Extract every line of the records below verbatim, keeping each one unchanged and in its original order.

EXERCISE DATA ▸
*** Block opens ***
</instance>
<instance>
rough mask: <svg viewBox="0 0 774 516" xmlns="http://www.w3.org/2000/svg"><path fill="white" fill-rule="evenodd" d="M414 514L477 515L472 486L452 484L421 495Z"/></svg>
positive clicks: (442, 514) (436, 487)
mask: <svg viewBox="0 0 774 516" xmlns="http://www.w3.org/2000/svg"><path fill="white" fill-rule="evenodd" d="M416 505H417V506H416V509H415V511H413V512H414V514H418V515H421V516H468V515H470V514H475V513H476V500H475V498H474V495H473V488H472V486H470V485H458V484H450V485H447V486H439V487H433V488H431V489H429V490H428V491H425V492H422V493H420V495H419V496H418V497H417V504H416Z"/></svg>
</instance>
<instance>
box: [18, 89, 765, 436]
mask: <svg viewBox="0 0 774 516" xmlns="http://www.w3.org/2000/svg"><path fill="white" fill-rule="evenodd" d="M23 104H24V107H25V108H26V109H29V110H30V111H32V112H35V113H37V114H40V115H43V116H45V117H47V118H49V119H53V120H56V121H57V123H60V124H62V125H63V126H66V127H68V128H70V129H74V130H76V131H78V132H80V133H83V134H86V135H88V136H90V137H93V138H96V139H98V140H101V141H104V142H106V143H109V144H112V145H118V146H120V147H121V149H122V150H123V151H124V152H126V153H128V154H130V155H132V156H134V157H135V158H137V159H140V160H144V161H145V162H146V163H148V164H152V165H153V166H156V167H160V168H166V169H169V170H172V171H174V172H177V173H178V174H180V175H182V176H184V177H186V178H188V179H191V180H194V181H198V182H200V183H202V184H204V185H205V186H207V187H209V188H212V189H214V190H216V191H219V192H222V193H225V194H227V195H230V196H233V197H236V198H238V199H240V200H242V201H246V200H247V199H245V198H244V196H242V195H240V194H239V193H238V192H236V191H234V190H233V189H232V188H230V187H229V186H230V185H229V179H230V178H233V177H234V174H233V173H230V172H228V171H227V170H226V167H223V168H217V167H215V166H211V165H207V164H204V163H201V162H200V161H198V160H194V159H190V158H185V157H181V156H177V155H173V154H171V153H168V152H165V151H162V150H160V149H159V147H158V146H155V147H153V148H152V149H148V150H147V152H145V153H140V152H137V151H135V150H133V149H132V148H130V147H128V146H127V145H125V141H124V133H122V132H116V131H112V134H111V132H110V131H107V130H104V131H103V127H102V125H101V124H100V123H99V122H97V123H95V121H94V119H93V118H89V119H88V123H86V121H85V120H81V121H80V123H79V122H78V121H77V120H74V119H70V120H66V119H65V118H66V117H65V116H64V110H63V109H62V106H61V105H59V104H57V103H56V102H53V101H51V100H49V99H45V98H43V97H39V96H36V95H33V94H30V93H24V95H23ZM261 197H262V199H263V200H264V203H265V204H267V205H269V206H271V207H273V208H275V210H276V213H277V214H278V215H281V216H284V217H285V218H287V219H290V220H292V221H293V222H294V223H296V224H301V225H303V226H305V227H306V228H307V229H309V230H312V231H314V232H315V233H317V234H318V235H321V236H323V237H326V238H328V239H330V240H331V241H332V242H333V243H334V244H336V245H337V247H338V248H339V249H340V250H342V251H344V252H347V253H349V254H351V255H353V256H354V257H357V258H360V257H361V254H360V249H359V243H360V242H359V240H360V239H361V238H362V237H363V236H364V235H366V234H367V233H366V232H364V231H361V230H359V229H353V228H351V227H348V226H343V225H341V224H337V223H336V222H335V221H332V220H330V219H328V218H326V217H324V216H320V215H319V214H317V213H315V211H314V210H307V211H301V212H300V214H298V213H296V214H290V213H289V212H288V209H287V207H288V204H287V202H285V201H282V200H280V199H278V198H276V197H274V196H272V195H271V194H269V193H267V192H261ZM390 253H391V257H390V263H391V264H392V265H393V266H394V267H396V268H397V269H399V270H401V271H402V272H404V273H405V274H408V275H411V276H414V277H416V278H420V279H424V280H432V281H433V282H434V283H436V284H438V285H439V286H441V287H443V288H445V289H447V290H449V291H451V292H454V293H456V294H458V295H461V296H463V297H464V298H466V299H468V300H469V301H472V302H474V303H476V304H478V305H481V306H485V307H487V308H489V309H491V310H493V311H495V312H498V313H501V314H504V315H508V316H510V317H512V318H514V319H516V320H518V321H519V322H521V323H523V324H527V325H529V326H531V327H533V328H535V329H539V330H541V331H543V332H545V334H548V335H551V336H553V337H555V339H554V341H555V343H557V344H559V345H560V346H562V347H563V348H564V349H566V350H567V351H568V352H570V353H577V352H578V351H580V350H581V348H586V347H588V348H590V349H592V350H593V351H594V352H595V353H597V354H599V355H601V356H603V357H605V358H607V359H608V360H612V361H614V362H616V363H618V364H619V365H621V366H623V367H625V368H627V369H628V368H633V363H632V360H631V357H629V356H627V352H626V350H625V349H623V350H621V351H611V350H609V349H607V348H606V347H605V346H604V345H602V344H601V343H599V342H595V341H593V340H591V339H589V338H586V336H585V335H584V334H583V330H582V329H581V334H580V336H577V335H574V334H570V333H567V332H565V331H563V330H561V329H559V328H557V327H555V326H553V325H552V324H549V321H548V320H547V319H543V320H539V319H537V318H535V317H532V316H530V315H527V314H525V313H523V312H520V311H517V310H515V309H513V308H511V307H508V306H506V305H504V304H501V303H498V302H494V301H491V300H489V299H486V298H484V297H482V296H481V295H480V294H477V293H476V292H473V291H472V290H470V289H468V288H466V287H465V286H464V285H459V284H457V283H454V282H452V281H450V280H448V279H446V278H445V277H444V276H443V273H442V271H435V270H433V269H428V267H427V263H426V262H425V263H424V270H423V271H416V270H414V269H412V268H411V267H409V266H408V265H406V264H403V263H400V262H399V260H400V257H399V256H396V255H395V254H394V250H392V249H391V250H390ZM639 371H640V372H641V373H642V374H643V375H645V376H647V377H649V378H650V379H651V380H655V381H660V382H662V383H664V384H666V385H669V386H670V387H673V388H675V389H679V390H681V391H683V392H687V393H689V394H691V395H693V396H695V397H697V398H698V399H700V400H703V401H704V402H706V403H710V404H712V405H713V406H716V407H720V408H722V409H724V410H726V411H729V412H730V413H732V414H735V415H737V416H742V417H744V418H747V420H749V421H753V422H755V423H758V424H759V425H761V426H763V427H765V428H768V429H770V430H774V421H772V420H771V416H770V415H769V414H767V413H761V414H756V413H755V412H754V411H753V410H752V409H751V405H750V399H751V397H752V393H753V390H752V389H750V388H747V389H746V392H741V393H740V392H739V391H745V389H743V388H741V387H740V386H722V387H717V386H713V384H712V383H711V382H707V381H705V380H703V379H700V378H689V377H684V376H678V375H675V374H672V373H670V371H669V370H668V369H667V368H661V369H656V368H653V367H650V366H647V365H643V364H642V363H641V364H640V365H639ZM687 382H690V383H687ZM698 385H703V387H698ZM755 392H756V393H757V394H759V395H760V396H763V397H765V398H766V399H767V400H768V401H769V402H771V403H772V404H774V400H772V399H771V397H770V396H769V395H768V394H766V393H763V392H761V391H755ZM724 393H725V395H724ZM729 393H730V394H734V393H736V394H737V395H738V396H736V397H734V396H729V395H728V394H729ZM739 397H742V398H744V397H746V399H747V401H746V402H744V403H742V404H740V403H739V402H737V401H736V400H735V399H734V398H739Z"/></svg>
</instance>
*** Block closes ***
EXPECTED OUTPUT ▸
</instance>
<instance>
rough mask: <svg viewBox="0 0 774 516" xmlns="http://www.w3.org/2000/svg"><path fill="white" fill-rule="evenodd" d="M414 514L477 515L472 486L452 484L421 495Z"/></svg>
positive clicks: (442, 514) (436, 487)
mask: <svg viewBox="0 0 774 516" xmlns="http://www.w3.org/2000/svg"><path fill="white" fill-rule="evenodd" d="M416 505H417V506H416V509H415V511H413V512H414V514H418V515H421V516H468V515H470V514H475V513H476V500H475V498H474V495H473V488H472V486H470V485H458V484H450V485H447V486H439V487H433V488H431V489H429V490H428V491H425V492H422V493H420V495H419V496H418V497H417V504H416Z"/></svg>
</instance>
<instance>
box: [18, 89, 765, 436]
mask: <svg viewBox="0 0 774 516" xmlns="http://www.w3.org/2000/svg"><path fill="white" fill-rule="evenodd" d="M23 104H24V107H25V108H26V109H29V110H30V111H32V112H35V113H37V114H40V115H43V116H45V117H47V118H49V119H53V120H56V121H57V123H60V124H62V125H63V126H66V127H68V128H70V129H74V130H76V131H78V132H80V133H83V134H86V135H88V136H90V137H93V138H96V139H98V140H101V141H104V142H106V143H109V144H112V145H118V146H120V147H121V149H122V150H123V151H124V152H126V153H128V154H130V155H132V156H134V157H135V158H137V159H140V160H144V161H145V162H146V163H148V164H152V165H153V166H156V167H160V168H166V169H169V170H172V171H174V172H177V173H178V174H180V175H182V176H184V177H186V178H188V179H191V180H194V181H198V182H200V183H202V184H204V185H205V186H207V187H209V188H212V189H214V190H216V191H219V192H222V193H225V194H227V195H230V196H233V197H236V198H238V199H240V200H242V201H246V200H247V199H245V198H244V196H242V195H240V194H239V193H238V192H236V191H234V190H233V189H232V188H230V187H229V186H230V185H229V179H230V178H233V177H234V174H233V173H230V172H228V171H227V170H226V167H223V168H217V167H215V166H211V165H207V164H204V163H201V162H200V161H198V160H194V159H190V158H185V157H181V156H177V155H173V154H171V153H168V152H165V151H162V150H160V149H159V147H158V146H155V147H153V148H152V149H148V150H147V152H145V153H140V152H137V151H135V150H133V149H132V148H130V147H128V146H127V145H125V141H124V133H122V132H116V131H112V134H111V132H110V131H107V130H104V131H103V127H102V125H101V124H100V123H99V122H97V123H95V121H94V119H93V118H89V119H88V123H86V121H85V120H81V121H80V123H79V122H78V121H77V120H74V119H70V120H66V119H65V118H66V117H65V116H64V110H63V109H62V106H61V105H59V104H57V103H56V102H53V101H51V100H49V99H45V98H43V97H39V96H36V95H33V94H30V93H24V95H23ZM261 197H262V199H263V200H264V203H265V204H267V205H269V206H271V207H273V208H275V210H276V213H277V214H278V215H281V216H284V217H285V218H287V219H290V220H292V221H293V222H294V223H296V224H301V225H303V226H305V227H306V228H307V229H309V230H312V231H314V232H315V233H317V234H318V235H321V236H323V237H326V238H328V239H330V240H331V241H332V242H333V243H334V244H336V245H337V247H338V248H339V249H340V250H342V251H344V252H347V253H349V254H351V255H353V256H354V257H357V258H360V257H361V254H360V249H359V243H360V242H359V240H360V239H361V238H362V237H363V236H364V235H366V234H367V233H366V232H364V231H361V230H359V229H353V228H351V227H348V226H343V225H341V224H337V223H336V222H335V221H332V220H330V219H328V218H326V217H324V216H320V215H319V214H317V213H315V211H314V210H307V211H301V212H300V214H298V213H296V214H290V213H289V212H288V209H287V207H288V204H287V202H285V201H282V200H280V199H278V198H276V197H274V196H272V195H271V194H269V193H267V192H261ZM390 253H391V257H390V263H391V264H392V265H393V266H394V267H396V268H397V269H399V270H401V271H402V272H404V273H405V274H408V275H411V276H414V277H416V278H420V279H424V280H432V281H433V282H434V283H436V284H438V285H439V286H441V287H443V288H445V289H447V290H449V291H451V292H454V293H456V294H458V295H461V296H463V297H464V298H466V299H468V300H469V301H472V302H474V303H476V304H478V305H481V306H485V307H487V308H489V309H491V310H493V311H495V312H498V313H501V314H504V315H508V316H510V317H512V318H514V319H516V320H518V321H519V322H521V323H523V324H527V325H529V326H531V327H533V328H535V329H539V330H541V331H543V332H545V334H548V335H551V336H553V337H555V339H554V341H555V343H557V344H559V345H560V346H562V347H563V348H564V349H566V350H567V351H568V352H570V353H577V352H578V351H580V350H581V348H586V347H588V348H590V349H592V350H593V351H594V352H595V353H597V354H599V355H601V356H603V357H605V358H607V359H608V360H612V361H614V362H616V363H618V364H619V365H621V366H623V367H625V368H627V369H628V368H633V363H632V360H631V357H629V356H627V352H626V350H625V349H623V350H621V351H611V350H609V349H607V348H606V347H605V346H604V345H602V344H601V343H599V342H595V341H593V340H591V339H589V338H586V336H585V335H584V334H583V330H582V329H581V334H580V336H577V335H574V334H570V333H567V332H565V331H563V330H561V329H559V328H557V327H555V326H553V325H552V324H549V321H548V320H547V319H543V320H539V319H537V318H535V317H532V316H530V315H527V314H525V313H523V312H520V311H517V310H515V309H513V308H511V307H508V306H506V305H504V304H501V303H498V302H494V301H491V300H489V299H486V298H484V297H482V296H481V295H480V294H477V293H476V292H473V291H472V290H470V289H468V288H466V287H465V286H464V285H459V284H457V283H454V282H452V281H450V280H448V279H446V278H445V277H444V276H443V273H442V271H435V270H433V269H428V267H427V263H426V262H425V263H424V270H423V271H416V270H414V269H412V268H411V267H409V266H408V265H406V264H403V263H400V262H399V260H400V257H399V256H396V255H395V254H394V250H392V249H391V250H390ZM639 371H640V372H641V373H642V374H643V375H645V376H647V377H649V378H650V379H651V380H655V381H660V382H662V383H664V384H666V385H669V386H670V387H673V388H675V389H679V390H681V391H683V392H687V393H689V394H691V395H693V396H695V397H697V398H698V399H700V400H703V401H704V402H706V403H710V404H712V405H713V406H716V407H720V408H722V409H724V410H726V411H729V412H730V413H732V414H735V415H737V416H742V417H744V418H747V420H749V421H753V422H755V423H758V424H759V425H761V426H763V427H765V428H768V429H770V430H774V421H772V420H771V416H770V415H769V414H767V413H761V414H756V413H755V412H754V411H753V410H752V409H751V405H750V399H751V397H752V393H753V390H752V389H750V388H747V389H746V392H741V393H740V392H739V391H745V389H743V388H741V387H740V386H722V387H717V386H713V384H712V383H711V382H707V381H705V380H703V379H700V378H689V377H684V376H678V375H675V374H672V373H670V371H669V370H668V369H667V368H661V369H656V368H653V367H650V366H647V365H643V364H642V363H641V364H640V365H639ZM687 382H690V383H687ZM698 385H703V387H698ZM755 392H756V393H757V394H759V395H760V396H763V397H765V398H766V399H767V400H768V401H769V402H771V403H772V404H774V400H772V399H771V397H770V396H769V395H768V394H766V393H763V392H761V391H755ZM724 393H725V395H724ZM729 393H730V394H734V393H736V394H737V395H738V396H736V397H734V396H729V395H728V394H729ZM739 397H742V398H744V397H746V399H747V401H746V402H744V403H742V404H740V403H739V402H737V401H736V400H735V399H734V398H739Z"/></svg>
</instance>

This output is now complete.